(Coordinate annotation records)
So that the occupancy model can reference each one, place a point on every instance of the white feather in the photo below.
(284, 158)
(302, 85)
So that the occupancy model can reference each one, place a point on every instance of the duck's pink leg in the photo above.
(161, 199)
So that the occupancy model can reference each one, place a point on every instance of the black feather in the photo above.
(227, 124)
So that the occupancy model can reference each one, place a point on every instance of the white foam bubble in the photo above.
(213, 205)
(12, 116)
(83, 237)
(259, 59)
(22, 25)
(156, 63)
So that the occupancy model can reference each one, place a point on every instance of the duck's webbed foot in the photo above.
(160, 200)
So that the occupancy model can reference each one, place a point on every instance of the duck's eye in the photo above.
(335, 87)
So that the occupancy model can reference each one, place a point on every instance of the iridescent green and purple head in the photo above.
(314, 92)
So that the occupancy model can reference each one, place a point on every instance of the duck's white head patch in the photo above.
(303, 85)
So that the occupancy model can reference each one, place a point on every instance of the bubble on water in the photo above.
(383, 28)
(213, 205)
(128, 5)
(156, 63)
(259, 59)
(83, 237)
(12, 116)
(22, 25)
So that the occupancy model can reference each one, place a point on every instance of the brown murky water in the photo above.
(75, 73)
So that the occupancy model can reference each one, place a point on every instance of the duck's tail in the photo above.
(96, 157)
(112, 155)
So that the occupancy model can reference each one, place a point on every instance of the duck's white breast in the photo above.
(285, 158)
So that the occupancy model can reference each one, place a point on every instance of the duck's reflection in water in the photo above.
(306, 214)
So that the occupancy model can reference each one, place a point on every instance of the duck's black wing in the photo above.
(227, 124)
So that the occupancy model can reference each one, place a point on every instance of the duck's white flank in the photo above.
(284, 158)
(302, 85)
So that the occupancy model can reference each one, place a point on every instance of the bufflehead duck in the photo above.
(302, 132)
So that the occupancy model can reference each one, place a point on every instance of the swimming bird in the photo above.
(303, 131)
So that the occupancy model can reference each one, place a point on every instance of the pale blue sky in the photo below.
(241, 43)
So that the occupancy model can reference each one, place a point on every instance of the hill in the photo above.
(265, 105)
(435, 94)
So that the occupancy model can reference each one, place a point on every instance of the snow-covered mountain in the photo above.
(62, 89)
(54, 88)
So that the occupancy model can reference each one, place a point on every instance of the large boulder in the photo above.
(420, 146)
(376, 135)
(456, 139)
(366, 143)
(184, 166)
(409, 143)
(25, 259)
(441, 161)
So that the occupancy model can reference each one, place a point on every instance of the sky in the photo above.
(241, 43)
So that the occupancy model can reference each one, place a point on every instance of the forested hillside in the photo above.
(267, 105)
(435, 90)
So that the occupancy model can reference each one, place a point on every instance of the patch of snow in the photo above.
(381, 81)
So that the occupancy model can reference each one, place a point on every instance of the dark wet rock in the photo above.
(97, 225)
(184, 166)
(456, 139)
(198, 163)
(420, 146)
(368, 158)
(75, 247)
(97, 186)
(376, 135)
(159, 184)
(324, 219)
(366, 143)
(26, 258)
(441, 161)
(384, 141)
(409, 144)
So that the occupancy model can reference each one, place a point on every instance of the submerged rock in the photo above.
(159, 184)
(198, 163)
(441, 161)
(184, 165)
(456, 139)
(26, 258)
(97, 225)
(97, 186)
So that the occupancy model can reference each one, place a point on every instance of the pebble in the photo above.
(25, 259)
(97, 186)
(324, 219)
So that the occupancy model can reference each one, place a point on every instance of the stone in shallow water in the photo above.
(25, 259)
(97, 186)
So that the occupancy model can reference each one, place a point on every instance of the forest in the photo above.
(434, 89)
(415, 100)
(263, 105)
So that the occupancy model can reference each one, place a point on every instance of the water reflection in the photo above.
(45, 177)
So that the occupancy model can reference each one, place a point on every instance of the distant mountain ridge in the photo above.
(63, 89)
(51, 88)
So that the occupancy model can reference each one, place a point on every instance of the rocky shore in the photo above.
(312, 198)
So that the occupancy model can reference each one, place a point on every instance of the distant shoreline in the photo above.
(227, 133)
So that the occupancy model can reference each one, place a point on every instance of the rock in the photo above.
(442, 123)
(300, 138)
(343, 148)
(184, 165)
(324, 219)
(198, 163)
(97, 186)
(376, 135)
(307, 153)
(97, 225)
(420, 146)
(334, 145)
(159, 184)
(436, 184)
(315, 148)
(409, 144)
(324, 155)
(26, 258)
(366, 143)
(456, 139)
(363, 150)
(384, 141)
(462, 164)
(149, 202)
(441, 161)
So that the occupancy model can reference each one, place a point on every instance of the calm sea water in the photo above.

==

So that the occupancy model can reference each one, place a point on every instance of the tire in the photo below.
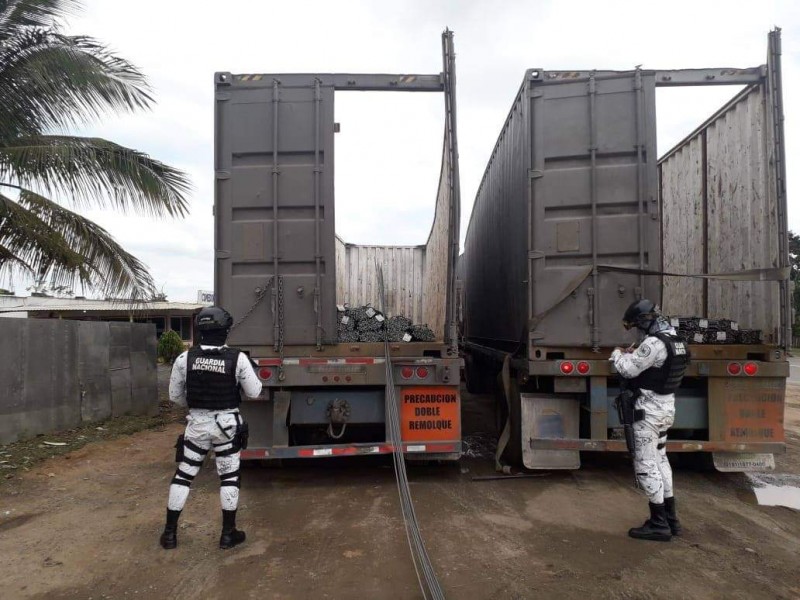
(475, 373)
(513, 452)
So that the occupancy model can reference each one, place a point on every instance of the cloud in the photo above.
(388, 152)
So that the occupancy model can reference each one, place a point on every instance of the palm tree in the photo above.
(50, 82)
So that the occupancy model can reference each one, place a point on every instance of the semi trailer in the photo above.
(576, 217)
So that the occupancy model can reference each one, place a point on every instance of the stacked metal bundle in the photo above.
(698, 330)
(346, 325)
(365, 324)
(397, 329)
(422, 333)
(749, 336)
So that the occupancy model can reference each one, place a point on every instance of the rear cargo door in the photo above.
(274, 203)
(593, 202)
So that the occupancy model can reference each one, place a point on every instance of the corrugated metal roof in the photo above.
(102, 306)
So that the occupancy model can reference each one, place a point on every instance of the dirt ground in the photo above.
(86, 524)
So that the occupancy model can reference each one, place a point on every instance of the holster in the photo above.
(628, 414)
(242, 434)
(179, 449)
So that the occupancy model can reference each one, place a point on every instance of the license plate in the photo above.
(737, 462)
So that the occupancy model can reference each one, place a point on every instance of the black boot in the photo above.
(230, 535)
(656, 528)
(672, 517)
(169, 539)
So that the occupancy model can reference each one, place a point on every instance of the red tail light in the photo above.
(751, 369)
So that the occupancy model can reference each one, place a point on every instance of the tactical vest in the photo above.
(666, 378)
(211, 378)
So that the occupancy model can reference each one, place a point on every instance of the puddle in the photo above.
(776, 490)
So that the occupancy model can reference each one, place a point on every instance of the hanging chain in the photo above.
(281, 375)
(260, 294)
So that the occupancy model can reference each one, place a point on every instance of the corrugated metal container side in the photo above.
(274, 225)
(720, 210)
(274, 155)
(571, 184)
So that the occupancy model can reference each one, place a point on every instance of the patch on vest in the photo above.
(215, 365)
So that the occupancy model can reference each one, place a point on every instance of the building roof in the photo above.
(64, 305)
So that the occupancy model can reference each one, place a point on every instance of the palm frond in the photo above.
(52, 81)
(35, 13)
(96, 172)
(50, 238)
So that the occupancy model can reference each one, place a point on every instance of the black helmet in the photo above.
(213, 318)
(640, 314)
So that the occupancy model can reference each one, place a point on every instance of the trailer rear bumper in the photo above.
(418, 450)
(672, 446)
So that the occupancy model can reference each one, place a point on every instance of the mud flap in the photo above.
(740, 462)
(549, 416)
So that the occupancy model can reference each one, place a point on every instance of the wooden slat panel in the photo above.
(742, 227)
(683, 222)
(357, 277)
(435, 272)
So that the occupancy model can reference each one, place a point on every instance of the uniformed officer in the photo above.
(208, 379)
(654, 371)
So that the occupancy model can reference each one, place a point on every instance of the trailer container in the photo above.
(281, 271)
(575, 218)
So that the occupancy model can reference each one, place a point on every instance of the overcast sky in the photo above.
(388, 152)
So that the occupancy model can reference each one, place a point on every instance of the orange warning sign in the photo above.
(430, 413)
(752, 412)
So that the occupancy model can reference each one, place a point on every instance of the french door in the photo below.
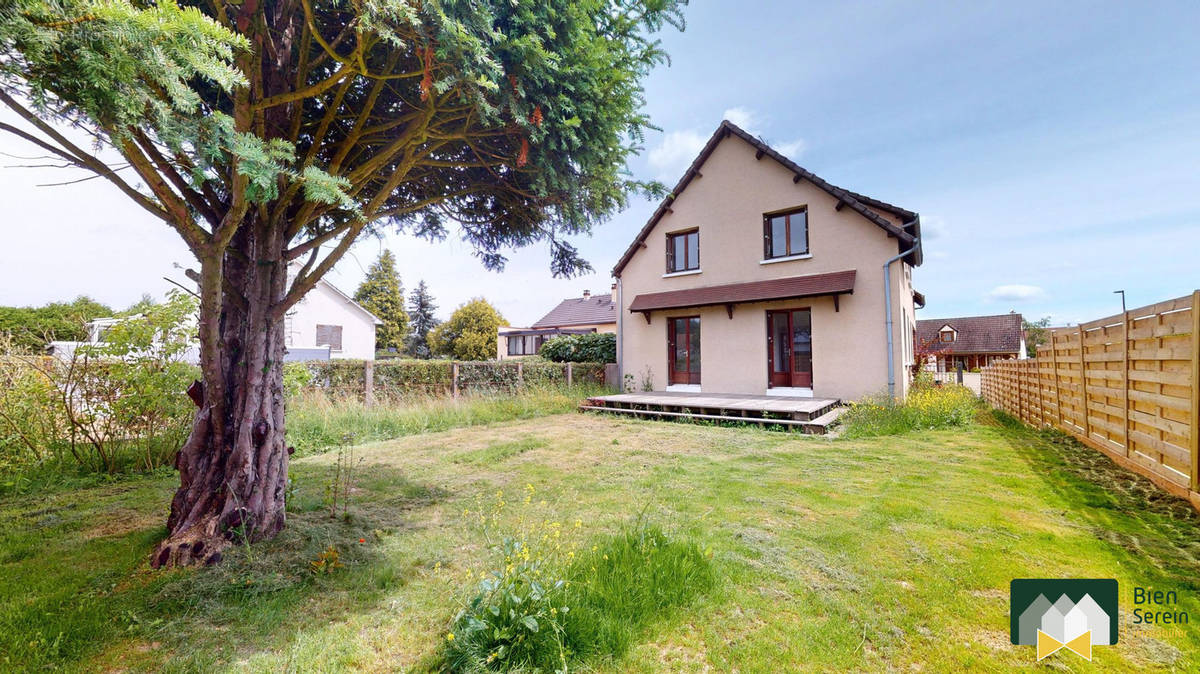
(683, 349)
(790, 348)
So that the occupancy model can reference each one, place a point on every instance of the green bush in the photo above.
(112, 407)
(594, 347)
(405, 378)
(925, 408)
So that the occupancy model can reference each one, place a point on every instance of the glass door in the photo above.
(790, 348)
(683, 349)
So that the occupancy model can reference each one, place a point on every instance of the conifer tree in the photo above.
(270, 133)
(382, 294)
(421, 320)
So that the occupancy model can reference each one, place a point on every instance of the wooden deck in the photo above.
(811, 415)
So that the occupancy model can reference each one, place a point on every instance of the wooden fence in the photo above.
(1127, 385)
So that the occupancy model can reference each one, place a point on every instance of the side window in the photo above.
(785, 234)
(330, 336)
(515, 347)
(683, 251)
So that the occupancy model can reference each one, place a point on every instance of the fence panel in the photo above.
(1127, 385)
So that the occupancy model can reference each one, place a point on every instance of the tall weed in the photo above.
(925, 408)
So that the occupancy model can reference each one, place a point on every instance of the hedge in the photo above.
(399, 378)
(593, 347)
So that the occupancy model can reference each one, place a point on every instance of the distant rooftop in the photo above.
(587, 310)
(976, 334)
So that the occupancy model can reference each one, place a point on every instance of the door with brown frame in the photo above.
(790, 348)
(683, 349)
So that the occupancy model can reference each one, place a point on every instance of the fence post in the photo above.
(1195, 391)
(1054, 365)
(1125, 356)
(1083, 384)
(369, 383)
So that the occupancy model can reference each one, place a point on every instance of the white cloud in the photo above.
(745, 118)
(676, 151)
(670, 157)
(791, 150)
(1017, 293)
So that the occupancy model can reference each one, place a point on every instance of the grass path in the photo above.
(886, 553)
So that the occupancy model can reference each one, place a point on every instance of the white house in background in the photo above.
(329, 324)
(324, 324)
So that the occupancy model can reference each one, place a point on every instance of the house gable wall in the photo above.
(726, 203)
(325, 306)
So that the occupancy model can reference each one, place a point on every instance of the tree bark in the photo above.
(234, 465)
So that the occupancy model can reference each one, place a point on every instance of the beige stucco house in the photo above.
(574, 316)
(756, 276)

* * *

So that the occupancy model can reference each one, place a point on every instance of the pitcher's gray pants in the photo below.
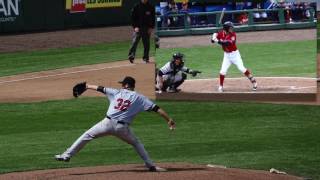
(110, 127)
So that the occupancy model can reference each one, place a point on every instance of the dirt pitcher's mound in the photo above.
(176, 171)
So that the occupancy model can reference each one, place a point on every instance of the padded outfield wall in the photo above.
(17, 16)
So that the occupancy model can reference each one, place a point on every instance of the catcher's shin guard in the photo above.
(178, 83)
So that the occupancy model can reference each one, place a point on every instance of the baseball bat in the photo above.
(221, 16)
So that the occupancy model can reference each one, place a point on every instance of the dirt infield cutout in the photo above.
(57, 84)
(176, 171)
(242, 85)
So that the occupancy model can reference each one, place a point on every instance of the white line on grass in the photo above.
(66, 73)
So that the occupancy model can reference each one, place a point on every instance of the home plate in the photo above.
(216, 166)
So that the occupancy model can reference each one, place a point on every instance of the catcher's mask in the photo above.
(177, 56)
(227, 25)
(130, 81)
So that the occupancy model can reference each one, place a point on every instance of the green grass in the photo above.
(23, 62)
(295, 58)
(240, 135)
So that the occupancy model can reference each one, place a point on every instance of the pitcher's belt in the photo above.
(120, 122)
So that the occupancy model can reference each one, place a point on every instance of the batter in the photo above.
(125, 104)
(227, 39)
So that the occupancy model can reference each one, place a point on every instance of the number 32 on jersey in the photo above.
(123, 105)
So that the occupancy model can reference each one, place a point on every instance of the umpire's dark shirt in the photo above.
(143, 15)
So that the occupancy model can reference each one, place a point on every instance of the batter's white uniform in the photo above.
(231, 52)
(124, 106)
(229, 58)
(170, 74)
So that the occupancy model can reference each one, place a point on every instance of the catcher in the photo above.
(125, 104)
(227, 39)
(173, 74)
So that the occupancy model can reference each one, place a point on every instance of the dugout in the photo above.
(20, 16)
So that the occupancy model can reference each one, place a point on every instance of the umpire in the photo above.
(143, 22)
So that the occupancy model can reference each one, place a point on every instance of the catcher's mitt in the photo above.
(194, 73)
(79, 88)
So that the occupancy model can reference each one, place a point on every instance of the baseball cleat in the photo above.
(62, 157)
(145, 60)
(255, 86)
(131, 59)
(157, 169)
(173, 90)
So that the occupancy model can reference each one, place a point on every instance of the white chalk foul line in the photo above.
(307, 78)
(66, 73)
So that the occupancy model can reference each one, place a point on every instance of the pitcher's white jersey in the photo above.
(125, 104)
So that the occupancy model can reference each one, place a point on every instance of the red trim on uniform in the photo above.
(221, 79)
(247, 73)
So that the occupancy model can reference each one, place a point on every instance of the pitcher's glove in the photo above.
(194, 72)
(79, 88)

**Work required**
Lay out the lines of the data as a JSON list of strings, one string per line with blank lines left out, starting at the line that contains "forest in the photo above." and ending at the line that contains "sea water in the photo above.", both included.

**Output of the task**
[
  "So that the occupancy model can reference each one, place a point on every instance of the forest in the photo above.",
  "(434, 89)",
  "(415, 100)",
  "(263, 105)",
  "So that the occupancy model can reference each one, place a point on every instance of the water reflection in the photo above.",
  "(45, 177)",
  "So that the occupancy model can reference each one, place a point on every instance of the distant mountain ridge in the photo above.",
  "(63, 89)",
  "(51, 88)",
  "So that the occupancy model can reference each one, place a point on every instance of the rocky shore in the photo above.",
  "(312, 198)",
  "So that the occupancy model can reference each one, place a point on every instance of the distant shoreline in the photo above.",
  "(227, 133)",
  "So that the occupancy model can reference each one, place a point on every instance of the rock in the photo above.",
  "(442, 123)",
  "(300, 138)",
  "(343, 148)",
  "(184, 165)",
  "(324, 219)",
  "(198, 163)",
  "(97, 186)",
  "(376, 135)",
  "(307, 153)",
  "(97, 225)",
  "(420, 146)",
  "(334, 145)",
  "(159, 184)",
  "(436, 184)",
  "(315, 148)",
  "(409, 144)",
  "(324, 155)",
  "(26, 258)",
  "(366, 143)",
  "(456, 139)",
  "(363, 150)",
  "(384, 141)",
  "(462, 164)",
  "(149, 202)",
  "(441, 161)",
  "So that the occupancy model can reference each one, place a point on every instance of the calm sea water in the photo above."
]